BEGIN Document
# Saltersgate



## kenyon100 (Dec 11, 2005)

I am looking for photographs of the MV Saltersgate built 1976 by Appledore shipbuilders and owned by Turnbull Scott. I sailed on her for nearly a year and although highly unreliable and would roll on wet grass, I had a great time on her, so good in fact that I never had a photo. If anyone has one I would be most grateful.


----------



## benjidog (Oct 27, 2005)

Kenyon,

Haven't you already asked this question on an earlier thread http://www.shipsnostalgia.com/showthread.php?t=4492

I can see you got no picture though.

Brian


----------



## kenyon100 (Dec 11, 2005)

Yes I did, But I'm still hoping.


----------



## Phill (Jun 17, 2005)

Bit of a poser this one, there was an older Saltergate, which was built with flight decks, but it might be worth emailing appledore them selves 
http://www.appledore-shipbuilders.co.uk/

Phill


----------



## Bob S (Jul 12, 2004)

I have a photo of SALTERSGATE but I show her as a 1969 build, is that the one?


----------



## Billy1963 (Jan 4, 2006)

FOTOFLITE have a picture of a ship by this name, unfortunately there is no jpg to see if it is the one you are after. If you contact the address below or email. They will send you a small jpg to see if it is the ship you require.
END Document
BEGIN Dataset rows
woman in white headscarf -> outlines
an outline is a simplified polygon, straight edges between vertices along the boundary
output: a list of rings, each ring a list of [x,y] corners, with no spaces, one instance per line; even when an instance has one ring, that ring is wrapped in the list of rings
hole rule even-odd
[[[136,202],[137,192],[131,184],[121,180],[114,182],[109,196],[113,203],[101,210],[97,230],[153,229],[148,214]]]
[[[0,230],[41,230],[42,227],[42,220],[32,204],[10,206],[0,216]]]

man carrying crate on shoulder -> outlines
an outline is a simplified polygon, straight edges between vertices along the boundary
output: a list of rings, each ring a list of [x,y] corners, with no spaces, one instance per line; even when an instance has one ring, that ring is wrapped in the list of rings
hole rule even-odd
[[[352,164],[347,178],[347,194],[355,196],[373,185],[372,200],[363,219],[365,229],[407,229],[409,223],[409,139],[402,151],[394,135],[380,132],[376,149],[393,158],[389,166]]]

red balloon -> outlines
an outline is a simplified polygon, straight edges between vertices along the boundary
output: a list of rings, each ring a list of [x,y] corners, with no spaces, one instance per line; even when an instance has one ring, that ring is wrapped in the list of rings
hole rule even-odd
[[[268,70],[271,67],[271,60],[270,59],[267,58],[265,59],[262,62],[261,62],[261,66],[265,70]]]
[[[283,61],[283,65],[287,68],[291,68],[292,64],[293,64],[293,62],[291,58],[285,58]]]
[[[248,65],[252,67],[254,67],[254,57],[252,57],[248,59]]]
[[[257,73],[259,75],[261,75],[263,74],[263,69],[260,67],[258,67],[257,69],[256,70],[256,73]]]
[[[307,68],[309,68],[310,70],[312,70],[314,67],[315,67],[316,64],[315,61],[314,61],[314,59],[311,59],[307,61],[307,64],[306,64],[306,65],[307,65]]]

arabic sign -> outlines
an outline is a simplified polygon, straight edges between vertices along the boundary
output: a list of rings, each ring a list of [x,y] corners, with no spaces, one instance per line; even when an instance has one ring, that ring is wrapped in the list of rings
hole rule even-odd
END Dataset rows
BEGIN Dataset rows
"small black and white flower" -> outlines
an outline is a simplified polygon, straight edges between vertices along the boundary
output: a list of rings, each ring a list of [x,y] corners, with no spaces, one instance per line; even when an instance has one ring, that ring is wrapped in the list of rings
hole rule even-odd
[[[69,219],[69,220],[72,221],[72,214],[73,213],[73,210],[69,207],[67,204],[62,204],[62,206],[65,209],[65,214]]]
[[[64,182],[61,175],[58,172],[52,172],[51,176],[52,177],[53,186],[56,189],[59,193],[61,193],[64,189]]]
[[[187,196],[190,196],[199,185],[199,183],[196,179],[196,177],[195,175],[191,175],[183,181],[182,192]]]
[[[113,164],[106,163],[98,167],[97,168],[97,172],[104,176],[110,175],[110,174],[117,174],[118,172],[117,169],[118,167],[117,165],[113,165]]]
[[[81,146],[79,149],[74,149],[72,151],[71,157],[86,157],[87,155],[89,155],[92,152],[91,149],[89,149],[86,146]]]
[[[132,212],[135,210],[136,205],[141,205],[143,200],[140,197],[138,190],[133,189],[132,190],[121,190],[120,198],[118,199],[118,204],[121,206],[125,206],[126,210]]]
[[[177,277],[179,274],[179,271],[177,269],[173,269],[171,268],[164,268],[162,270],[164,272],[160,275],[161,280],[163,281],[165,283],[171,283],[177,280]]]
END Dataset rows
Your task
In the forum thread about the Saltersgate, which company is named as the owner of the MV Saltersgate built in 1976?

Task output
Turnbull Scott